[START OF Excerpted text]

The Peloponnesian War, by Donald Kagan

Donald Kagan is Professor Emiritus at Yale. I viewed his course Ancient Greek History on iTunes a couple of years ago. He is best known for his four volume History of the Peloponnesian War, which I haven’t read. The Peloponnesian War is a one volume treatment for the “non-professional” reader.

Any historian stands in the great shadow of Thucydides. Professor Kagan takes a critical look at Thucydides in several ways. First, Thucydides wrote not as a neutral observer, but as a former general in the war and a partisan of Pericles. Brought to trial after the battle of Amphipolis, which he lost, Thucydides was exiled for the last twenty years of the war. Finally, Thucydides’ work stops in mid-sentence seven years before the war’s end.

Kagan and Thucydides differ most dramatically on the outbreak of the war. Thucydides:

The real cause [of the war] I consider to be the one which was formally most kept out of sight. The growth of power of Athens, and the alarm which this inspired in Lacedaemon [Sparta], made war inevitable.

Kagan agrees with the first sentence. He characterizes the immediate trigger of the war as “a quarrel in a faraway country between people of whom we know nothing”, a quote from Neville Chamberlain describing the situation in Czechoslovakia in 1938. Mutual fear and distrust, conflicting forms of government, economic differences and naval vs. land-based might, and the interests of allies—all played a role in igniting the war. But Kagan does not see the war as inevitable. First, the war put an end to the Thirty Years Peace, which had been sealed with a truce, of which Kagan says:

Another provision required both sides to submit future grievances to binding arbitration. This seems to be the first attempt in history to maintain lasting peace through such a device and suggests that both sides were seriously committed to avoiding armed conflict in the future.

Kagan notes the voices for peace on both sides: the respected king of Sparta, Archidamus, a personal friend of Pericles, and many in the Athenian assembly. In the run-up to the war, he observes how Athens frequently took a moderate path, trying to send diplomatic signals: determined but not aggressive. For example, consider the Megarian embargo. Megara, a Spartan ally, had been a thorn in Athens’ side, and Athens retaliated with an embargo. Kagan:

Economic embargoes are sometimes used in the modern world as diplomatic weapons, as a means of coercion short of war. In the ancient world, however, we know of no previous embargo employed in peacetime.

[END OF Excerpted text]
[START OF Provided material]

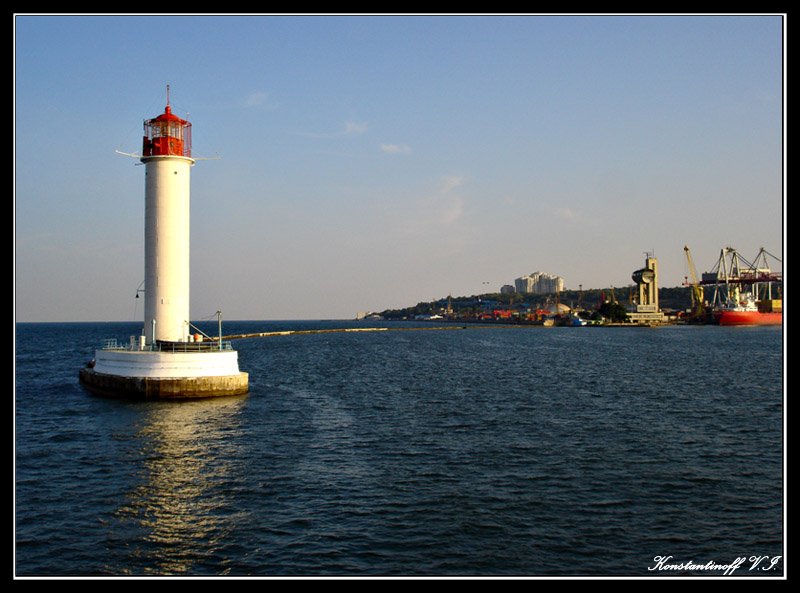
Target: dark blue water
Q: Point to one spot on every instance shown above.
(485, 451)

[END OF Provided material]

◆ Stated problem: Repeat the part of the Peloponnesian War review starting with "Kagan agrees with" and going on through "in the future.", word for word.

◆ The output:
Kagan agrees with the first sentence. He characterizes the immediate trigger of the war as “a quarrel in a faraway country between people of whom we know nothing”, a quote from Neville Chamberlain describing the situation in Czechoslovakia in 1938. Mutual fear and distrust, conflicting forms of government, economic differences and naval vs. land-based might, and the interests of allies—all played a role in igniting the war. But Kagan does not see the war as inevitable. First, the war put an end to the Thirty Years Peace, which had been sealed with a truce, of which Kagan says:

Another provision required both sides to submit future grievances to binding arbitration. This seems to be the first attempt in history to maintain lasting peace through such a device and suggests that both sides were seriously committed to avoiding armed conflict in the future.